▶ [ARBEITSAUFTRAG A]:
In welchem Land wurde laut dem Textauszug über „Gandahar“ der Film hergestellt?

▶ [TEXTAUSZUG]:
● ● ●

„Gandahar“ – 80er-Jahre-Trickfilm-Sci-Fi wieder im Kino
Faszinierende Zukunftsvision mit Mitteln von gestern
Der kleine Mannheimer Filmverleih Drop-Out Cinema ist wohl der coolste Filmverleih Deutschlands. Jörg van Bebber und Stefan Schimek stellen seit Jahren ein zum Niederknien vielfältiges, ungewöhnliches und überraschendes Programm zusammen und scheuen dabei auch vor problematischeren Kandidaten nicht. Und so kriegt René Laloux’ Ende August von Cinema Obscura als schicke Mediabook-Edition veröffentlichter „Gandahar“ doch tatsächlich noch einen kleinen Kinostart und das ist nicht zu unterschätzen, denn anders als Laloux beliebter „Der wilde Planet“ (1973) macht’s „Gandahar“ seinem Publikum nicht unbedingt leicht.
Der letzte, in Nordkorea (!) hergestellte Film der französischen Ausnahmeerscheinung in Sachen Trickfilm war mit steifen Animationen und piu-piu-Lasersounds bereits im Erscheinungsjahr 1987 nicht mehr auf der Höhe der Zeit. Zudem erweist sich die Geschichte komplexer und dialoglastiger als man angesichts der im übernächsten Absatz eintrudelnden Zusammenfassung vermuten würde – Action gibt’s zwar ebenso ein wenig, aber die ist nicht der Rede wert.
Es ist kaum anzunehmen, dass außerhalb des eingefleischten Fandoms irgendjemand wegen einer Ausgrabung dieser Art ins Kino tappt – was aber ein Fehler wäre, denn „Gandahar“ fächert etwas auf, was im Science-Fiction-Kino der letzten Jahrzehnte selten geworden ist: Eine ganz andere Welt von Übermorgen. Keine nur weitergedachte, sondern eine futuristische Welt, die verschieden ist von der unseren, wie ein wilder Mix aus Métal-Hurlant-Kosmen (das Design stammt von Comiczeichner Caza), durchzogen vom Geiste Salvador Dalis, fremdartig, voller bizarrer Kreaturen wie Spiegelvögel und detailfreudig gestalteter, surrealer Schauplätze. Und es macht ausgesprochen viel Spaß mit Protagonist Syl durch die grandios gezeichneten Szenarien zu ziehen, das die Technik antik ist, sollte da schnell keine Rolle mehr spielen, die Macht der Fantasie ist im Endeffekt das Ausschlaggebende, man muss sich ihr nur ergeben.

● ● ●

▶ [ANGEZEIGTE DATEN]:

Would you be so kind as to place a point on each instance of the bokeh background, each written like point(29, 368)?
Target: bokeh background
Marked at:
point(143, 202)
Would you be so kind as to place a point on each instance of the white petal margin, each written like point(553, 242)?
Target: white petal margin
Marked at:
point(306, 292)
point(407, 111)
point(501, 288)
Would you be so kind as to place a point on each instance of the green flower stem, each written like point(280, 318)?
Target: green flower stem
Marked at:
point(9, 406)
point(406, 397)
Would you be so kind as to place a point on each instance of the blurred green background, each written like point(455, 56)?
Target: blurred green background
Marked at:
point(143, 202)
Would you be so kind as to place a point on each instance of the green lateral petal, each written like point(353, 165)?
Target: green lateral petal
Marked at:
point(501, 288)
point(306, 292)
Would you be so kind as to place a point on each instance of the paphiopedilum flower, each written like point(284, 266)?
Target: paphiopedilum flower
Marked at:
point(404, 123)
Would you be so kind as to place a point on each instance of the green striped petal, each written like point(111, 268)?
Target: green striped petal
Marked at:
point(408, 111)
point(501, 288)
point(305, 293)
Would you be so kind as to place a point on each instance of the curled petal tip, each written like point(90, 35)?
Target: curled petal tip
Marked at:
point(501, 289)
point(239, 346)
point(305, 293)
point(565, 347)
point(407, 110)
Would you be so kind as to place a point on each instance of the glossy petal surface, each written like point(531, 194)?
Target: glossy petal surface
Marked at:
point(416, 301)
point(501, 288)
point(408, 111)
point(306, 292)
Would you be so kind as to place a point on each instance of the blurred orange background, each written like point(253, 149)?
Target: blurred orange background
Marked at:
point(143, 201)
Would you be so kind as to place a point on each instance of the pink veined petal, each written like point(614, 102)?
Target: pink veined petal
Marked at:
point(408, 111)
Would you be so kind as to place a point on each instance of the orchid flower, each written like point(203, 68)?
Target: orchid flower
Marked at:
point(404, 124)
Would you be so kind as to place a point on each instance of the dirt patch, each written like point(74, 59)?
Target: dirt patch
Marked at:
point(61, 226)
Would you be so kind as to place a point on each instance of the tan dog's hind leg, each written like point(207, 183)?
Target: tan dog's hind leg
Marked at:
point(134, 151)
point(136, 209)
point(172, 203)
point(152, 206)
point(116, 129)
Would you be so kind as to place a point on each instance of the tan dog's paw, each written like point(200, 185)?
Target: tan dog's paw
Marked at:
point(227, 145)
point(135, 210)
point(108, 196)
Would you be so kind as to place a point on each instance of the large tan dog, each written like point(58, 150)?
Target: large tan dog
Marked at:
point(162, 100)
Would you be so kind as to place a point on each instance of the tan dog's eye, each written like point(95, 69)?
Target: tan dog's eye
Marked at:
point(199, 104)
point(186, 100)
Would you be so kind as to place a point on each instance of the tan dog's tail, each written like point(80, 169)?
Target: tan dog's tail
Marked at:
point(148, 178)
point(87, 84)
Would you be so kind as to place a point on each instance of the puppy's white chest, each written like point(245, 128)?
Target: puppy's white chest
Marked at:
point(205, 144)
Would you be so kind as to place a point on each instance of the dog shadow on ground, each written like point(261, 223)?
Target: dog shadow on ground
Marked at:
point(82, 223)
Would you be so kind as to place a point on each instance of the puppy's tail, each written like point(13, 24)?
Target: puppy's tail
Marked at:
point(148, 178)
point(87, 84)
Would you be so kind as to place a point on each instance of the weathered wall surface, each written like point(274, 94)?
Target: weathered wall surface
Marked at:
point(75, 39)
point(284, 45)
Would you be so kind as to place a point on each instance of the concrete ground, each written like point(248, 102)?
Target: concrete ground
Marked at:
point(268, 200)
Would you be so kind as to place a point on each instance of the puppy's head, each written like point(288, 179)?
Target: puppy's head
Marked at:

● ● ●

▶ [ARBEITSAUFTRAG B]:
Gib in den Datensätzen alles von der Zeile mit „like point(531, 194)?“ bis hinunter zur Zeile mit „point(61, 226)“ erneut wieder und tausche dabei „orchid flower“ gegen „orchid blossom“ aus.

▶ [ERWARTETE ANTWORT A]:
In Nordkorea.

▶ [ERWARTETE ANTWORT B]:
Would you be so kind as to place a point on each instance of the glossy petal surface, each written like point(531, 194)?
Target: glossy petal surface
Marked at:
point(416, 301)
point(501, 288)
point(408, 111)
point(306, 292)
Would you be so kind as to place a point on each instance of the blurred orange background, each written like point(253, 149)?
Target: blurred orange background
Marked at:
point(143, 201)
Would you be so kind as to place a point on each instance of the pink veined petal, each written like point(614, 102)?
Target: pink veined petal
Marked at:
point(408, 111)
Would you be so kind as to place a point on each instance of the orchid blossom, each written like point(203, 68)?
Target: orchid blossom
Marked at:
point(404, 124)
Would you be so kind as to place a point on each instance of the dirt patch, each written like point(74, 59)?
Target: dirt patch
Marked at:
point(61, 226)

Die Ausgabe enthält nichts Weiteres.